═══ Records for the exercise
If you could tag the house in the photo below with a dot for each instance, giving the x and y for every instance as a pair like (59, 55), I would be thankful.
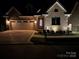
(55, 19)
(74, 18)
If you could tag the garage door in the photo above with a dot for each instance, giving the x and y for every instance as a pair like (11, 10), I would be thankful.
(22, 25)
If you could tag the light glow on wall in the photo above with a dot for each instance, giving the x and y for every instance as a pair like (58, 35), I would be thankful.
(70, 27)
(41, 24)
(7, 22)
(35, 22)
(55, 28)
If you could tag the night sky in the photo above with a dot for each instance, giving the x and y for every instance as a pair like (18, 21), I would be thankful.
(5, 5)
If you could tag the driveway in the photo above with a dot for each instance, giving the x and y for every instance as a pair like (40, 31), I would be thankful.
(16, 36)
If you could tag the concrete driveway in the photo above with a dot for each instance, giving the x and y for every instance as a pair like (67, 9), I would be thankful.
(16, 36)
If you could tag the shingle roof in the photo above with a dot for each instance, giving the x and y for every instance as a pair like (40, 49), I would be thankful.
(32, 8)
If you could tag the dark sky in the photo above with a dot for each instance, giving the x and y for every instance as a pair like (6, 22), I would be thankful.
(6, 4)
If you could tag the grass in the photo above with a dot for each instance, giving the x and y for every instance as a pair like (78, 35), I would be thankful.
(55, 41)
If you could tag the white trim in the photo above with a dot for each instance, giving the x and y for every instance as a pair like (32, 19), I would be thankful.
(68, 15)
(12, 9)
(58, 5)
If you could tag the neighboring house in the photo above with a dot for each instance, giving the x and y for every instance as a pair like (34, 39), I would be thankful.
(56, 19)
(74, 18)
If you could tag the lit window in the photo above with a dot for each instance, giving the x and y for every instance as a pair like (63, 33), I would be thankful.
(56, 21)
(56, 10)
(41, 24)
(19, 21)
(25, 21)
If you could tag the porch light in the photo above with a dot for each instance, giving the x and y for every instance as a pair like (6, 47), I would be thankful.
(7, 22)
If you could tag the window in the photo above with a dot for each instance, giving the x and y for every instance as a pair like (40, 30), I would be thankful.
(25, 21)
(19, 21)
(40, 22)
(56, 10)
(56, 21)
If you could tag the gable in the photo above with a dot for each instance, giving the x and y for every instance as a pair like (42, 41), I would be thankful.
(56, 4)
(13, 11)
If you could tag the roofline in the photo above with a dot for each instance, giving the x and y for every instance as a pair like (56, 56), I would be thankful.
(59, 6)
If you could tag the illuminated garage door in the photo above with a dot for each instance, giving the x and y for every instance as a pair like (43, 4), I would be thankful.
(22, 25)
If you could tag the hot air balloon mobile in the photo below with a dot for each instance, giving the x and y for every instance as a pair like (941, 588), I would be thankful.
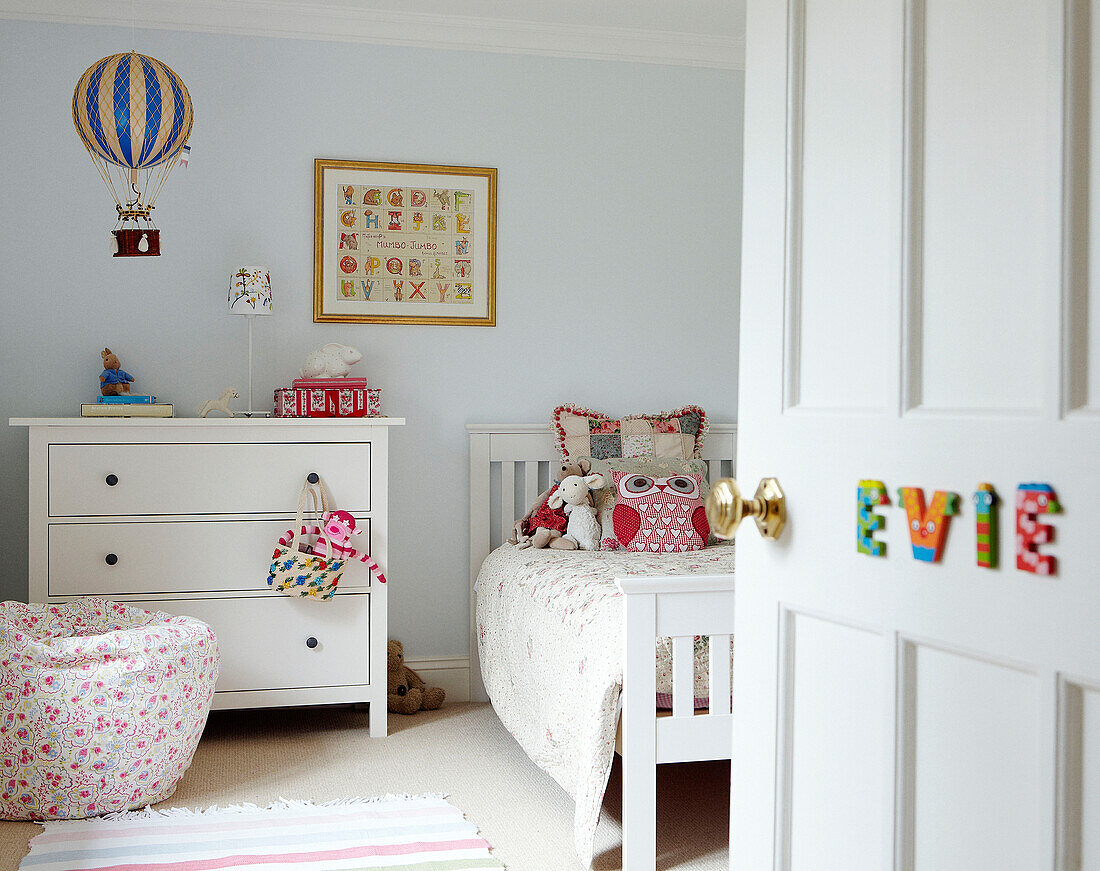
(134, 117)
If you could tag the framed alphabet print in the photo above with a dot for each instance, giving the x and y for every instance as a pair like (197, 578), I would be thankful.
(404, 243)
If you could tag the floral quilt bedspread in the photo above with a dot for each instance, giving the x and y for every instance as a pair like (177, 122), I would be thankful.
(550, 640)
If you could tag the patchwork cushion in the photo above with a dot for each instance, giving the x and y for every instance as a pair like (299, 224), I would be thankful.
(604, 498)
(101, 706)
(659, 514)
(582, 432)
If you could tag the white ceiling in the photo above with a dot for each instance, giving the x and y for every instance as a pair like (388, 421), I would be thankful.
(708, 33)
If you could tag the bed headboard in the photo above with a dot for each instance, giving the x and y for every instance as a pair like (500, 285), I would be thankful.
(509, 465)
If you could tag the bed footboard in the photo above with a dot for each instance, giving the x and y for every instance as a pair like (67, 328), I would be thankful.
(680, 607)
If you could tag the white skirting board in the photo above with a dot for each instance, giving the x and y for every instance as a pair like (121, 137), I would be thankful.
(452, 673)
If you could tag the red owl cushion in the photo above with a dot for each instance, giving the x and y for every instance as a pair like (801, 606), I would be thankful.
(659, 514)
(583, 432)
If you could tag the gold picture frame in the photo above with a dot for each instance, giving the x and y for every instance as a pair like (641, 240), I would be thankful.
(404, 243)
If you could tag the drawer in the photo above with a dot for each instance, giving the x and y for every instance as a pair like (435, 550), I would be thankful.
(173, 557)
(263, 639)
(202, 478)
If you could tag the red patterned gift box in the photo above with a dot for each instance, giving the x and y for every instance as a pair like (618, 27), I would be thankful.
(328, 401)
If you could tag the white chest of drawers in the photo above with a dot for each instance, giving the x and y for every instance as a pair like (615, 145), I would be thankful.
(182, 515)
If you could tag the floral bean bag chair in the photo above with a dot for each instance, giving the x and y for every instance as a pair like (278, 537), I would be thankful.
(101, 706)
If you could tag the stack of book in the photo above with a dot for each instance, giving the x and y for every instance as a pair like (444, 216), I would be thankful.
(128, 405)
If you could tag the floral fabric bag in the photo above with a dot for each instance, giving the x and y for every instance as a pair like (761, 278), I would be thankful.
(296, 571)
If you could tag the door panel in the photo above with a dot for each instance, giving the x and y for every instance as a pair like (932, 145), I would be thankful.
(991, 195)
(975, 761)
(849, 206)
(916, 309)
(834, 714)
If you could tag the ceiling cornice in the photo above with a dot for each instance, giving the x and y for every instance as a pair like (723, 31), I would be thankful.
(333, 22)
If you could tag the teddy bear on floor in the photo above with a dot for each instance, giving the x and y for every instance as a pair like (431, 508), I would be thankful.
(406, 691)
(542, 526)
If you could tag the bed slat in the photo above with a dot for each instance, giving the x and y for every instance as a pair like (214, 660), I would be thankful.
(530, 483)
(507, 498)
(719, 674)
(683, 676)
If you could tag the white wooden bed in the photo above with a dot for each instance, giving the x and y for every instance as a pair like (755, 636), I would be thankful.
(509, 466)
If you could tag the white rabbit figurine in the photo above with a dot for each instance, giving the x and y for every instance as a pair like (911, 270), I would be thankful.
(332, 361)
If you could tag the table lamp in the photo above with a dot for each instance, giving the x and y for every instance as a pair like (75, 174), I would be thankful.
(250, 294)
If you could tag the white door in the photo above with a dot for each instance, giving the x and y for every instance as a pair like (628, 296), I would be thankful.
(917, 308)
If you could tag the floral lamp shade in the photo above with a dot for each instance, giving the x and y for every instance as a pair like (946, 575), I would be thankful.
(250, 291)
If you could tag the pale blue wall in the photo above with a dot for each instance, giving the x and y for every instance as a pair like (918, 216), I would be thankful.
(617, 251)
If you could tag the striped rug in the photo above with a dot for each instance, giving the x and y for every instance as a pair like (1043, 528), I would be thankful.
(413, 834)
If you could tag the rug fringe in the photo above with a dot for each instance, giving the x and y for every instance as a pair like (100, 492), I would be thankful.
(242, 808)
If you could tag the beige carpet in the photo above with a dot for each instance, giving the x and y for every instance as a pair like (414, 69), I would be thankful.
(462, 750)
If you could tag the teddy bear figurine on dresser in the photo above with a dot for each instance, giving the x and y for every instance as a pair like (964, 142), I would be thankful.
(113, 381)
(406, 691)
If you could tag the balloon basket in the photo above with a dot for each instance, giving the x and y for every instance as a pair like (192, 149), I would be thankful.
(128, 243)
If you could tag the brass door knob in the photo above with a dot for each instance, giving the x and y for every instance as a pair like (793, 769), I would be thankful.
(726, 508)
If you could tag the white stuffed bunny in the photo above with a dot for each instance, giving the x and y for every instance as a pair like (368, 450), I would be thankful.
(332, 361)
(583, 527)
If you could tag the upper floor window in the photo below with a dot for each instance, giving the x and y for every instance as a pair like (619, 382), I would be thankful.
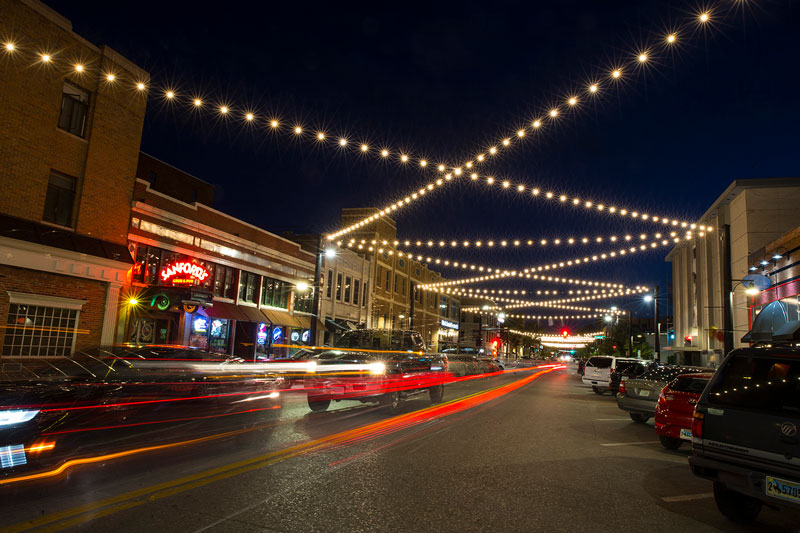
(74, 110)
(60, 200)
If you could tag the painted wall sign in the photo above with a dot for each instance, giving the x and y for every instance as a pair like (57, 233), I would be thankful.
(183, 273)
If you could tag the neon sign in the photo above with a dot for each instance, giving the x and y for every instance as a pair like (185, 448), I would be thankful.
(183, 273)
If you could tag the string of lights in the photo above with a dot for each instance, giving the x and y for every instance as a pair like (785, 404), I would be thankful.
(194, 101)
(511, 243)
(555, 266)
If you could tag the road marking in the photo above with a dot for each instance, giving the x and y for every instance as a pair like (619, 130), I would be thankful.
(630, 443)
(87, 512)
(688, 497)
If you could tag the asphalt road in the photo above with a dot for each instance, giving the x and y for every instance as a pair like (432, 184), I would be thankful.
(549, 455)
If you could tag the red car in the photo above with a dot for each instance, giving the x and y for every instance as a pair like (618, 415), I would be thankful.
(675, 409)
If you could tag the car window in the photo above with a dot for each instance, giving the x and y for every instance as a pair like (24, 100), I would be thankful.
(769, 384)
(627, 367)
(599, 362)
(689, 384)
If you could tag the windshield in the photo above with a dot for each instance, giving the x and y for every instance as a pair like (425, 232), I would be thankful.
(767, 384)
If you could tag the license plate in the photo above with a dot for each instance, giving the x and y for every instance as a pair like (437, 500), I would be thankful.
(782, 489)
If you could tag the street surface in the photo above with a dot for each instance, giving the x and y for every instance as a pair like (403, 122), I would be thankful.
(549, 455)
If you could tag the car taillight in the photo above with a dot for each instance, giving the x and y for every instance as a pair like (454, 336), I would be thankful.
(697, 425)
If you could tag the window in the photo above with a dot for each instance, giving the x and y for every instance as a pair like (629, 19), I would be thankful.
(224, 282)
(275, 293)
(60, 199)
(42, 326)
(74, 110)
(348, 282)
(248, 287)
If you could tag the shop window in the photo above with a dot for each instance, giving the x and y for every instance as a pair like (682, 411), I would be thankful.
(275, 293)
(348, 282)
(74, 110)
(60, 200)
(40, 330)
(248, 287)
(224, 282)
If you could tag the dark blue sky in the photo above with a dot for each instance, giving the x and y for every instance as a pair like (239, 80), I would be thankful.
(445, 79)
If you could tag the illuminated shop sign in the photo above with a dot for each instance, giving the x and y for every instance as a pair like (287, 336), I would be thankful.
(261, 335)
(183, 273)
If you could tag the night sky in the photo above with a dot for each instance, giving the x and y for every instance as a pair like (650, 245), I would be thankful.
(447, 80)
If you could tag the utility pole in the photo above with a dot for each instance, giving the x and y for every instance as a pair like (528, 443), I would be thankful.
(657, 325)
(315, 303)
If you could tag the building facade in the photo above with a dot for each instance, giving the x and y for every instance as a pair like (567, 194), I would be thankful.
(206, 279)
(68, 157)
(779, 260)
(710, 308)
(397, 303)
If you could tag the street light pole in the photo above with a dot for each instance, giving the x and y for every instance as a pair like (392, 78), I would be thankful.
(315, 304)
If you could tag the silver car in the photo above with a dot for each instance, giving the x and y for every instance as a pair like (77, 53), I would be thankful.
(639, 395)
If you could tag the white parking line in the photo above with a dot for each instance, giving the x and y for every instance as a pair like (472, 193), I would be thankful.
(630, 443)
(688, 497)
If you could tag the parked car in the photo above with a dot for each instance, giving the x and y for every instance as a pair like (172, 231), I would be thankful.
(385, 366)
(675, 407)
(597, 372)
(638, 396)
(627, 369)
(110, 399)
(746, 427)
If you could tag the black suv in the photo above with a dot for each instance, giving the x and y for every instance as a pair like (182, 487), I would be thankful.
(746, 428)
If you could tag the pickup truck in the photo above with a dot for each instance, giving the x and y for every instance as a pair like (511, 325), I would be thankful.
(373, 365)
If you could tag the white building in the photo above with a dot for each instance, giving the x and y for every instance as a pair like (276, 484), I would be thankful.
(710, 306)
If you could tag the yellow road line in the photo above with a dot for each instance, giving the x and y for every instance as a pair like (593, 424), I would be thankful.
(77, 515)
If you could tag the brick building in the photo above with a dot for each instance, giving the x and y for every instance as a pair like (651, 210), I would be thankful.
(68, 156)
(396, 302)
(206, 279)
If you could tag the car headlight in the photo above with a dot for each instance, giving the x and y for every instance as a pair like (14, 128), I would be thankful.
(16, 416)
(377, 368)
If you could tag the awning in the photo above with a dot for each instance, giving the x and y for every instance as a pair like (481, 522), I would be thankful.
(226, 310)
(281, 318)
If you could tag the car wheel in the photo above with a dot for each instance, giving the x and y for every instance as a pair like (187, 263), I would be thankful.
(392, 400)
(436, 393)
(735, 506)
(318, 405)
(670, 443)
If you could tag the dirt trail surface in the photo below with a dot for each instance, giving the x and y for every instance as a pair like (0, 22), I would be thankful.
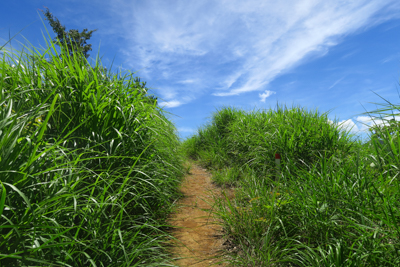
(200, 238)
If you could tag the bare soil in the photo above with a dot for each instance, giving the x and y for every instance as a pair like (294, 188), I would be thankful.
(199, 237)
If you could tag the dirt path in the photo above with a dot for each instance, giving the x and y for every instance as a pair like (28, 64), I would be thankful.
(200, 239)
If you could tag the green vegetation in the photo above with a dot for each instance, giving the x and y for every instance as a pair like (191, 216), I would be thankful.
(73, 39)
(335, 202)
(89, 164)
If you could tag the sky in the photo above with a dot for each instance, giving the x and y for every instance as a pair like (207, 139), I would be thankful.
(332, 56)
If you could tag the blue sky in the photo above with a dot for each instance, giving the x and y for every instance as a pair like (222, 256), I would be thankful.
(198, 56)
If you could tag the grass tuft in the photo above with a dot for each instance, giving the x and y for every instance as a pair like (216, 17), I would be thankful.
(334, 201)
(89, 164)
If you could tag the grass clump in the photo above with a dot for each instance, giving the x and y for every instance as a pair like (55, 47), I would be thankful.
(88, 163)
(334, 201)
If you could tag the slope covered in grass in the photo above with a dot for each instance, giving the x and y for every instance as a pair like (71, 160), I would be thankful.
(331, 202)
(88, 163)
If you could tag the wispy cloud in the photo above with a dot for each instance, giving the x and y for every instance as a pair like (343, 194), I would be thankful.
(231, 47)
(170, 104)
(266, 94)
(336, 82)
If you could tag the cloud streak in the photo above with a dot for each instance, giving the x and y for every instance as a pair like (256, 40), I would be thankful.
(227, 48)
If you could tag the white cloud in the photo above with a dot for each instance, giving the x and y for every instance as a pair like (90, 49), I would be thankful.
(233, 46)
(266, 94)
(336, 82)
(170, 104)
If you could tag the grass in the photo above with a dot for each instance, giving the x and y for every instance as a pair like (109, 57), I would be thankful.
(335, 201)
(89, 164)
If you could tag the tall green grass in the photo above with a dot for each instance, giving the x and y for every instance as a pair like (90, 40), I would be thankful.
(88, 164)
(334, 201)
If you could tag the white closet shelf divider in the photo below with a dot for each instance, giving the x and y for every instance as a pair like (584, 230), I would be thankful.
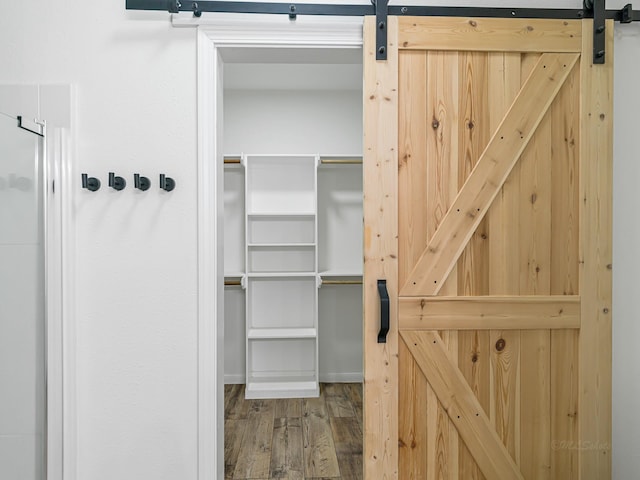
(281, 259)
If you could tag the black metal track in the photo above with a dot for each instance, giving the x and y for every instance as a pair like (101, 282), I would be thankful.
(362, 10)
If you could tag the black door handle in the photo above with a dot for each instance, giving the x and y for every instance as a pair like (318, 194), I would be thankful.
(384, 311)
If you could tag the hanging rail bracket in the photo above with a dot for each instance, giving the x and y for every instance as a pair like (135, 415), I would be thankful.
(595, 9)
(382, 14)
(39, 132)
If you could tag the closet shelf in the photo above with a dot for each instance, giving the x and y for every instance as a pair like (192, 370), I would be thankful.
(281, 274)
(282, 214)
(340, 274)
(280, 333)
(277, 245)
(233, 275)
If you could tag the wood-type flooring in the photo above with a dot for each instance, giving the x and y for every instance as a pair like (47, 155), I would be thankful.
(295, 439)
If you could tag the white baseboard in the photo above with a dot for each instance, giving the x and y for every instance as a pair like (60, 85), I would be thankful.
(345, 377)
(231, 379)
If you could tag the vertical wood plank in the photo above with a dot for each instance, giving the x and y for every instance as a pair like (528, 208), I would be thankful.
(474, 134)
(564, 404)
(535, 279)
(596, 171)
(443, 125)
(442, 132)
(414, 136)
(413, 416)
(472, 270)
(504, 246)
(565, 139)
(380, 183)
(535, 414)
(474, 363)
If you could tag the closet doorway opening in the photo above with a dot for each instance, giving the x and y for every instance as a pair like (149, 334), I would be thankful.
(289, 147)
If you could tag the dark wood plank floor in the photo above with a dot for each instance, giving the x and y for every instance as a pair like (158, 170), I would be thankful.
(295, 439)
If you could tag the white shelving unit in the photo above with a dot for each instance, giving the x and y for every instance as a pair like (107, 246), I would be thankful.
(281, 276)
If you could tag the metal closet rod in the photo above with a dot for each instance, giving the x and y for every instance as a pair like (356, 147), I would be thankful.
(342, 282)
(236, 283)
(323, 160)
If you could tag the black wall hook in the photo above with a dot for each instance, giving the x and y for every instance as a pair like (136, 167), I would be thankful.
(117, 183)
(90, 183)
(141, 183)
(167, 183)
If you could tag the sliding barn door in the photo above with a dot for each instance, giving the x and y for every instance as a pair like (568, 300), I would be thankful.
(488, 167)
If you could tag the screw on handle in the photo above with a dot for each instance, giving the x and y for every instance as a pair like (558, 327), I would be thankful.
(384, 311)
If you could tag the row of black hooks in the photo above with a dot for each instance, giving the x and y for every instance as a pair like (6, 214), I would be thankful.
(119, 183)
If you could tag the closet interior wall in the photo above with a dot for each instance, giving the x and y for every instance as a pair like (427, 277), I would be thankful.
(300, 103)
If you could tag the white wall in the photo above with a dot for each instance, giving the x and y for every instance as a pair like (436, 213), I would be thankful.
(136, 252)
(22, 302)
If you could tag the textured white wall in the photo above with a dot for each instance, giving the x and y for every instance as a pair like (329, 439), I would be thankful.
(136, 252)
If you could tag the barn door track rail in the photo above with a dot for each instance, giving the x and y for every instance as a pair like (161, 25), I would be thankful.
(595, 9)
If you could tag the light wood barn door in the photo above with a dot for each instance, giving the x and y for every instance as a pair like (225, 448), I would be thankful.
(488, 167)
══════
### [Exercise]
Write the lines out verbatim, from the one with "If you could tag the dark wood" through the last line of the entries, and stop there.

### [Complete response]
If you could tag the dark wood plank floor in the photo above with a dot for each instance, giving the x and y for every instance as a pair like (158, 170), I would be thankful.
(295, 439)
If you could tag the white shelving unit in the photo above with a dot for each instance, giving the x and y for every instance as a pair like (107, 246), I would be thankful.
(281, 276)
If you could tag the metal closet rod in the photo above with a dot for each instance, giving the x and y for every instance as a pair like (356, 147), I would be thankful.
(342, 282)
(236, 283)
(323, 160)
If you could tag the black wall hook in the photo above with a dot for each instance, giving the x and y for every instance as a pair like (136, 167), I would be thankful.
(117, 183)
(90, 183)
(141, 183)
(167, 183)
If you could tag the sliding barn door in the photo above with a dot for each instance, giving the x and y for every instance as a pair like (568, 300), I would be thankful.
(488, 167)
If you could tag the screw on handle in the photo above with a dot for each instance, giving the x and y for every instance as a pair like (558, 327), I would be thankful.
(384, 311)
If you could tag the row of black hooks in the photo above with a dot for each instance, giving the x and y for every instance as a pair like (6, 214), I would be thankful.
(119, 183)
If you could tag the closet interior wall in the photo above with a dot for each instance, giving the x and y for every instance as a pair like (427, 277), I would be thankful.
(300, 103)
If you could tag the white wall in the photo above with a dot for each instance, giving the x and y for every instance as a pair like (436, 213), I would be thankful.
(136, 252)
(22, 302)
If you could tag the textured white wall in the photo above with a dot for each instance, giving the x and y for every instance as a pair like (329, 439), I would be thankful.
(136, 252)
If you could tag the barn door track rail in the photo above with a dot for each instance, giving the x and y for every instance as a pair like (161, 25), I would be thankful.
(595, 9)
If you could tag the light wood barn door in the photo above with a dot for each instance, giving the x and y for every instance as a pair like (225, 448), I would be thankful.
(488, 167)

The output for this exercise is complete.